» **WHAT TO DO**:
Set down all of the entries below word for word, with the pictures left out.

** Opening EXERCISE INPUTS block **

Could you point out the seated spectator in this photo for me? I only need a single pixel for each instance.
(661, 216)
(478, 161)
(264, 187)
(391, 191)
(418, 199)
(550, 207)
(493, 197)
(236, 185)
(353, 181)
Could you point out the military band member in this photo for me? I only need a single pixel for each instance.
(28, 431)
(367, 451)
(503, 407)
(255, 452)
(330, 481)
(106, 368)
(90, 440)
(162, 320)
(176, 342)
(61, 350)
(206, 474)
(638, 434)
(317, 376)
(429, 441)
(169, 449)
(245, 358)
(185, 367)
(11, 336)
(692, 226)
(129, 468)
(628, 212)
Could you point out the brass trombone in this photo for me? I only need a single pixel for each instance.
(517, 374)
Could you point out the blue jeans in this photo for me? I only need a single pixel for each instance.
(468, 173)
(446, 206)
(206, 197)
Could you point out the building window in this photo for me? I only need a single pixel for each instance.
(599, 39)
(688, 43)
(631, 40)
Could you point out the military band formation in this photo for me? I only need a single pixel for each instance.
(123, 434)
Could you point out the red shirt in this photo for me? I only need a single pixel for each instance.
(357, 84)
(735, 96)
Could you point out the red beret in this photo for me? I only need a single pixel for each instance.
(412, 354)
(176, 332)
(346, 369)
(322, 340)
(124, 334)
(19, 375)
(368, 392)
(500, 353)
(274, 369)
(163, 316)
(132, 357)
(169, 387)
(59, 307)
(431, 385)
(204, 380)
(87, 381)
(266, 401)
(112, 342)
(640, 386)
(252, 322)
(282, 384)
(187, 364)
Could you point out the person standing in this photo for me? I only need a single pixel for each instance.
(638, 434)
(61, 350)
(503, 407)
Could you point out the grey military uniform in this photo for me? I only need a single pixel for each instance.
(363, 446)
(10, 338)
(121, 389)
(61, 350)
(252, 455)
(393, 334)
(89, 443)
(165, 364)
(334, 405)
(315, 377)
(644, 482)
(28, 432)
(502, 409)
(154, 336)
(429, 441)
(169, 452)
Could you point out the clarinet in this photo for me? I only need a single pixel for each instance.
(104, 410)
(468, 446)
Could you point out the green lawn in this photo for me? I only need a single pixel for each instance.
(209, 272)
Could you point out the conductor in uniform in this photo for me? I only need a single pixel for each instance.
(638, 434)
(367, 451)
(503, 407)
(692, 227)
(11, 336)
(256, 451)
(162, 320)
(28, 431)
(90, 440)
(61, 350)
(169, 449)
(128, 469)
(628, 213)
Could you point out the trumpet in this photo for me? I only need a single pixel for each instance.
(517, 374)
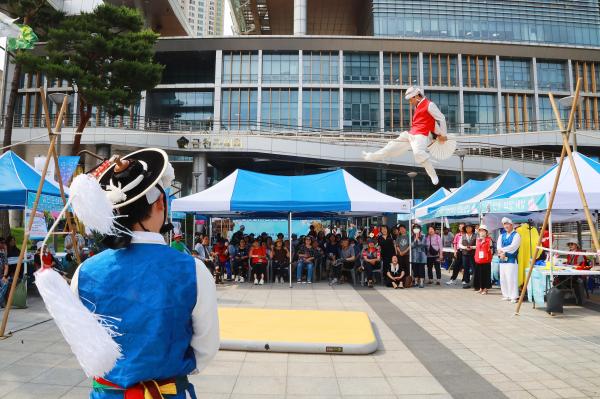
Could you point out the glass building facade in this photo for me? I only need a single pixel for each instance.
(565, 22)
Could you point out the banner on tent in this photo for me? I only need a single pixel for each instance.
(531, 203)
(67, 166)
(48, 203)
(39, 229)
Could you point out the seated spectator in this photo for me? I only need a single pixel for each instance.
(345, 263)
(306, 258)
(258, 261)
(371, 261)
(240, 261)
(394, 274)
(281, 262)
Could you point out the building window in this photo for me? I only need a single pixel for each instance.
(361, 110)
(515, 74)
(401, 69)
(279, 109)
(481, 113)
(518, 112)
(361, 68)
(240, 67)
(447, 102)
(321, 67)
(187, 109)
(238, 109)
(479, 71)
(552, 76)
(320, 109)
(397, 111)
(280, 67)
(589, 72)
(440, 69)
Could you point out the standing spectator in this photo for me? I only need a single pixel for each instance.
(482, 275)
(258, 261)
(394, 274)
(447, 240)
(306, 258)
(176, 244)
(345, 263)
(371, 261)
(419, 255)
(238, 236)
(457, 262)
(467, 247)
(402, 248)
(386, 245)
(508, 250)
(434, 255)
(332, 254)
(281, 261)
(240, 261)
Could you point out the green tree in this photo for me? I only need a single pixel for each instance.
(40, 16)
(108, 57)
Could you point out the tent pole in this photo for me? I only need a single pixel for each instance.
(563, 153)
(290, 240)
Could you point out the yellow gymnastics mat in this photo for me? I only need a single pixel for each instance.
(300, 331)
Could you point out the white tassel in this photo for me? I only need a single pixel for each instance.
(89, 335)
(91, 204)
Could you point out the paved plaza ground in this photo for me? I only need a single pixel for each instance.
(437, 342)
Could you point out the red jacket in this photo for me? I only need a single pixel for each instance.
(423, 123)
(483, 251)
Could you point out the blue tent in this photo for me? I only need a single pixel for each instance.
(466, 201)
(251, 194)
(19, 182)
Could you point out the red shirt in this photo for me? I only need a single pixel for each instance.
(423, 123)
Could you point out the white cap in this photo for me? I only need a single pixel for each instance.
(506, 220)
(413, 91)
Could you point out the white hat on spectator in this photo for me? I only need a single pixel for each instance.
(413, 91)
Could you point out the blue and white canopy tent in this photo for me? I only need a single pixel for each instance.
(19, 182)
(245, 194)
(531, 200)
(456, 207)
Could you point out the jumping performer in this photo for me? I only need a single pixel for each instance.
(427, 119)
(161, 301)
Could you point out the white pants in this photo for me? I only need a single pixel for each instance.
(404, 142)
(509, 280)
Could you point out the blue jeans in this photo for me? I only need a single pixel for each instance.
(300, 267)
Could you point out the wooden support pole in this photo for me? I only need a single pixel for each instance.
(565, 133)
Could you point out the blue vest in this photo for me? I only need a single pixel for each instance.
(506, 241)
(152, 289)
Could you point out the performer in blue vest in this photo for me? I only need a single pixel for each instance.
(508, 249)
(161, 301)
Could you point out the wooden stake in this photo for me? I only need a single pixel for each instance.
(565, 134)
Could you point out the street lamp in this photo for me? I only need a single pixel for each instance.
(462, 152)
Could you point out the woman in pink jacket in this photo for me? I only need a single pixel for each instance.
(435, 255)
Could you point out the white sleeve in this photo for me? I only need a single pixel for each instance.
(205, 318)
(435, 112)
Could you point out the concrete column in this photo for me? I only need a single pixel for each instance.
(536, 101)
(199, 172)
(499, 94)
(300, 79)
(300, 17)
(217, 94)
(461, 97)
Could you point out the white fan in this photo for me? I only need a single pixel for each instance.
(442, 151)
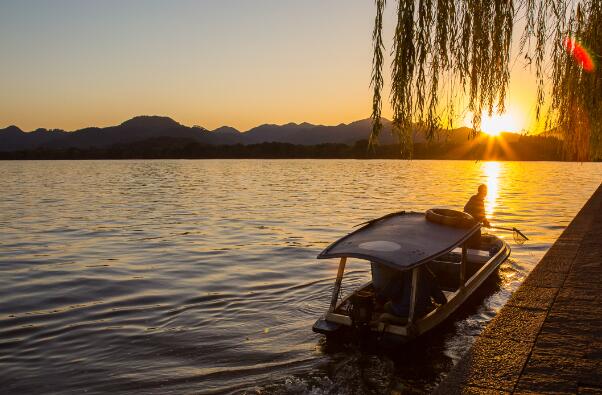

** Closing EXERCISE INPUTS block **

» **YOUR SOLUTION**:
Could you point out the seated spectator in this photo for me? I only need a single pixel for each instance.
(661, 216)
(478, 161)
(264, 187)
(391, 191)
(418, 199)
(550, 207)
(493, 197)
(236, 185)
(353, 181)
Could you point out the military band member in this photo for me? I only need a single pixel for each instance.
(28, 431)
(367, 451)
(503, 407)
(255, 452)
(330, 481)
(106, 368)
(90, 440)
(162, 320)
(176, 342)
(61, 350)
(206, 474)
(638, 434)
(317, 376)
(429, 441)
(169, 449)
(245, 358)
(185, 367)
(11, 336)
(692, 226)
(129, 468)
(628, 212)
Could you point out the brass trombone in this photo for me? I only need a single pixel for each instance.
(517, 374)
Could you point out the blue jeans in this photo for me? I only need a single pixel for each instance.
(468, 173)
(446, 206)
(206, 197)
Could you point out the building window in this photo for me? I only need a single pixel for each instance.
(599, 39)
(688, 43)
(631, 40)
Could you point out the military band formation in this photo for me? I only need a single pixel for each instance.
(123, 434)
Could you point out the red shirt in this photo for me? I only need a single pixel for each instance.
(357, 84)
(735, 96)
Could you point out the red beret in this photo for me? I only need a single pixel for each instance.
(412, 354)
(176, 332)
(346, 369)
(322, 340)
(124, 334)
(19, 375)
(368, 392)
(500, 353)
(274, 369)
(163, 316)
(132, 357)
(169, 387)
(59, 307)
(431, 385)
(204, 380)
(87, 381)
(266, 401)
(112, 342)
(640, 386)
(252, 322)
(282, 384)
(187, 364)
Could you point out the person standing in this photo for me? I only need a single pixel for each instance.
(638, 434)
(61, 350)
(503, 407)
Could you point out the grey military uniform in this photo for me? I only need a single pixel for each instance.
(363, 446)
(10, 338)
(121, 389)
(61, 350)
(252, 455)
(393, 334)
(89, 443)
(165, 364)
(334, 405)
(315, 377)
(644, 482)
(28, 432)
(502, 409)
(154, 336)
(429, 441)
(169, 452)
Could you point out the clarinet in this photo for me? I only need a single pixel for each instance.
(104, 410)
(468, 446)
Could you point out the green lawn in this photo for me? I only need a single pixel for each instance.
(209, 272)
Could you point out the conductor in uniform in this photo for me? I only need a single pixel for each instance.
(638, 434)
(367, 451)
(503, 407)
(692, 227)
(11, 336)
(256, 451)
(162, 320)
(28, 431)
(90, 440)
(61, 350)
(169, 449)
(128, 469)
(628, 213)
Could you point out the trumpet in this photo for me? I only need a single pixel for each instance.
(517, 374)
Could you point out the glass building facade in this photo for me? I only need a single pixel for each instance.
(565, 22)
Could you point out the banner on tent in this photo for me? I only need a single pixel for each instance.
(531, 203)
(67, 166)
(48, 203)
(39, 229)
Could you point out the seated spectator in this photo for me? I only need a single pixel for each instance.
(345, 263)
(306, 258)
(258, 261)
(371, 261)
(240, 261)
(394, 274)
(281, 262)
Could you point out the building window in this photo for me? I only need a single pixel for each instance.
(361, 110)
(515, 74)
(401, 69)
(279, 109)
(481, 113)
(518, 112)
(361, 68)
(240, 67)
(447, 102)
(321, 67)
(187, 109)
(238, 109)
(479, 71)
(552, 76)
(320, 109)
(397, 111)
(280, 67)
(589, 72)
(440, 69)
Could you point out the standing spectator in this photo for me? I only need a single pixel for each instance.
(482, 275)
(258, 261)
(394, 274)
(447, 240)
(306, 258)
(176, 244)
(345, 263)
(371, 261)
(419, 255)
(238, 236)
(457, 262)
(467, 247)
(402, 248)
(386, 245)
(508, 250)
(434, 255)
(332, 254)
(281, 261)
(240, 261)
Could you point out the green tree in this photo for me? I only need a single pixel for each instance.
(40, 16)
(108, 57)
Could you point out the tent pole in this photo for me? I only need a single pixel for each instance.
(563, 153)
(290, 240)
Could you point out the yellow gymnastics mat in this photo for me? I only need a single pixel for each instance.
(300, 331)
Could you point out the white tassel in this photo for me? I only need a single pixel for each instance.
(89, 335)
(91, 204)
Could you point out the paved plaza ground in this photo for me? I only need a single pixel for each instance.
(437, 342)
Could you point out the red jacket in this photo for me? I only need a single pixel for each instance.
(423, 123)
(483, 251)
Could you point out the blue tent in this photo for me? I only need a single pixel for each instance.
(466, 201)
(251, 194)
(19, 182)
Could you point out the red shirt in this photo for me? I only need a single pixel for each instance.
(423, 123)
Could you point out the white cap in this photo for me? I only need a single pixel for each instance.
(506, 220)
(413, 91)
Could you point out the white hat on spectator in this photo for me? I only need a single pixel for each instance.
(413, 91)
Could you point out the blue and white canopy tent in this photo for me? I only need a single pixel for each instance.
(19, 182)
(245, 194)
(531, 200)
(456, 207)
Could you point out the jumping performer in this photo for me? I only need a single pixel for each instance.
(427, 119)
(161, 301)
Could you point out the white pants in this photo for me? I only need a single pixel for each instance.
(404, 142)
(509, 280)
Could you point out the blue jeans in this photo for me? I only need a single pixel for each instance.
(300, 267)
Could you point out the wooden support pole in this photo for me? I only need a single pixel for each instance.
(565, 133)
Could you point out the blue vest in this photo for me? I only need a single pixel for each instance.
(506, 241)
(152, 289)
Could you point out the performer in blue vest in this photo for me? I only need a single pixel for each instance.
(508, 249)
(161, 301)
Could you point out the wooden stake in this photo for me? I only need a single pixel for each instance.
(565, 134)
Could you point out the street lamp in this photo for me? I only need a single pixel for each instance.
(462, 152)
Could you point out the woman in pink jacket in this photo for me? I only need a single pixel for each instance.
(435, 255)
Could you point out the white sleeve in this photo for me? I only need a single pixel for each instance.
(205, 318)
(435, 112)
Could you point out the concrete column in this photo for me? I only need a single pixel for each instance.
(536, 101)
(199, 172)
(499, 94)
(300, 79)
(300, 17)
(217, 94)
(461, 97)
Could you point out the white fan in this photo for me? I only need a single pixel for each instance.
(442, 151)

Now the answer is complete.